* _What you will do_
Reproduce every line below word for word, changing nothing.

— Begin Given entries —

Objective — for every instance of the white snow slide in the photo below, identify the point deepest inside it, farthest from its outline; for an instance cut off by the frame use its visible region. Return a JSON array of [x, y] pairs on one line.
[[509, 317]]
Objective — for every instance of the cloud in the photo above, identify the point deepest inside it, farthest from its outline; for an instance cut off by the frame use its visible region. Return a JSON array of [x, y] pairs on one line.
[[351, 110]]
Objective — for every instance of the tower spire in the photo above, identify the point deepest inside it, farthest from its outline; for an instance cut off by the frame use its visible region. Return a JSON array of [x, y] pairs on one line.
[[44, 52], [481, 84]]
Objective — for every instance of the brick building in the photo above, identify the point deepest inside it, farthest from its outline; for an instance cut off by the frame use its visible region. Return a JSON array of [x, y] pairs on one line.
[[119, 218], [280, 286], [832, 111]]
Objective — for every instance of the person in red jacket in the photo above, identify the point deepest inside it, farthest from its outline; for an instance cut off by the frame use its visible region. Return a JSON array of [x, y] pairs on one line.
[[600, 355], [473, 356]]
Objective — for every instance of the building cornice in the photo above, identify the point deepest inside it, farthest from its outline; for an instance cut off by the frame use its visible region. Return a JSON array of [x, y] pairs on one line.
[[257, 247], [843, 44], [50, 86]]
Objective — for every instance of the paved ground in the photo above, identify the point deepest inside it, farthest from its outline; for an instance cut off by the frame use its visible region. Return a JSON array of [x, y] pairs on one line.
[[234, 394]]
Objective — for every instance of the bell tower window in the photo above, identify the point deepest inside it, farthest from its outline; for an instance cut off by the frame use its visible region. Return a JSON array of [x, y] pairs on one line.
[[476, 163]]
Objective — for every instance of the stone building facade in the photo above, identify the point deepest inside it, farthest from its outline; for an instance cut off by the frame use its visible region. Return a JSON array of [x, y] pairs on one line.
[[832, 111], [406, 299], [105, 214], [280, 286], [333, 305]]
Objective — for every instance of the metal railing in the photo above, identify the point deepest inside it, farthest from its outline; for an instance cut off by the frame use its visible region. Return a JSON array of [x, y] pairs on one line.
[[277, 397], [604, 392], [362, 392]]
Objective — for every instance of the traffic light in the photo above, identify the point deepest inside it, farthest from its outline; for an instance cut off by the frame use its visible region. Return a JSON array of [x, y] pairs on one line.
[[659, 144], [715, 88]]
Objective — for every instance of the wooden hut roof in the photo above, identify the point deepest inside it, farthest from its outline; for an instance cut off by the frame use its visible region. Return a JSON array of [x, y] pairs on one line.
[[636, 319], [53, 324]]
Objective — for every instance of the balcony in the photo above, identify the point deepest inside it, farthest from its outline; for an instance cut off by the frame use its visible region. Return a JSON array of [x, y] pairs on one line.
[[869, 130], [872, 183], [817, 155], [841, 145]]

— End Given entries —

* _Final answer_
Objective — for every instance of the white snow slide in the photo below, identify the point deepest inside it, farthest from its outline; for an instance cut off by the frame use its visible region. Return a JSON array of [x, y] pairs on one line.
[[509, 317]]
Objective — for every instance of the cloud in the photo above, identify the point deepest inside it, farthest from its outline; for an instance cut off by the frame use its visible region. Return a JSON array of [x, y] pairs on one line.
[[351, 110]]
Objective — for every instance of the tower spire in the photo above, identify the point deepest inside it, farthest from its outline; for an instance cut off by the frame use its visible region. Return a JSON array of [x, y] pairs on one line.
[[44, 52], [481, 84]]
Objective — for every instance of the brick building in the photo above, identify the point deepest inside it, farthest from its outline; for an instance cut off by the frame use its visible region. Return a JSON array of [x, y] pairs on one line.
[[119, 218], [280, 286], [832, 111]]
Objective — for every instance of the person in red jacket in the photo above, identify the point deepest inside it, farthest from its outline; for an instance cut off by the frame use its visible region. Return a JSON array of [x, y] pairs on one line.
[[600, 355], [473, 356]]
Objective — for every instance of the building cornice in the photo above, identify the point deepest inside it, farthest from its outline; for an instance cut off by the frame use its visible region. Return a JSON array of [x, y] pairs on one line.
[[257, 247], [843, 44], [50, 86]]
Objective — for every instance of the paved ground in the photo above, identify the point deepest inside it, farthest from its outline; for an instance cut off by the frame use its visible region. Return a JSON array of [x, y] pairs on one line.
[[234, 394]]
Objective — for every instance of the bell tower window in the photo above, identify the point deepest inside it, farthest from its outline; for an instance cut off by the frame use its visible region. Return a JSON array of [x, y] pairs on one line.
[[476, 163]]
Objective — for every instance of the stone building facade in the photo above, identify the point deepest inside it, farthest from its outline; for an instance cut off by the frame use its visible region. Return a JSON array of [x, y] pairs on one line.
[[832, 111], [406, 299], [105, 214], [280, 286], [333, 305]]
Objective — for every instance of the metal railing in the photo above, identify the point deepest inside it, farthest from its outline; for an instance cut off by the frame use its visible region. Return a JSON array of [x, y] pairs on one line.
[[277, 397], [604, 392], [362, 392]]
Objective — for every instance of the traffic light in the photo above, identify the point deepest inside it, farthest from its outline; for an instance cut off by the frame use its visible region. Return a JSON array of [x, y] pairs on one line.
[[659, 144], [715, 88]]
Objective — for every instance of the wooden hut roof in the photo above, identify the point deepest inside it, farthest from its outline; for an instance cut off by the frame use its visible region. Return a JSON array of [x, y] pairs on one line.
[[636, 319], [53, 324]]
Objective — for every instance of the balcony in the photo above, identify the point deepest inside it, farthest from its outline; for an instance cut off by the frame use its visible region. Return a JSON array of [x, y] pairs on one line.
[[869, 130], [872, 183], [817, 155], [841, 145]]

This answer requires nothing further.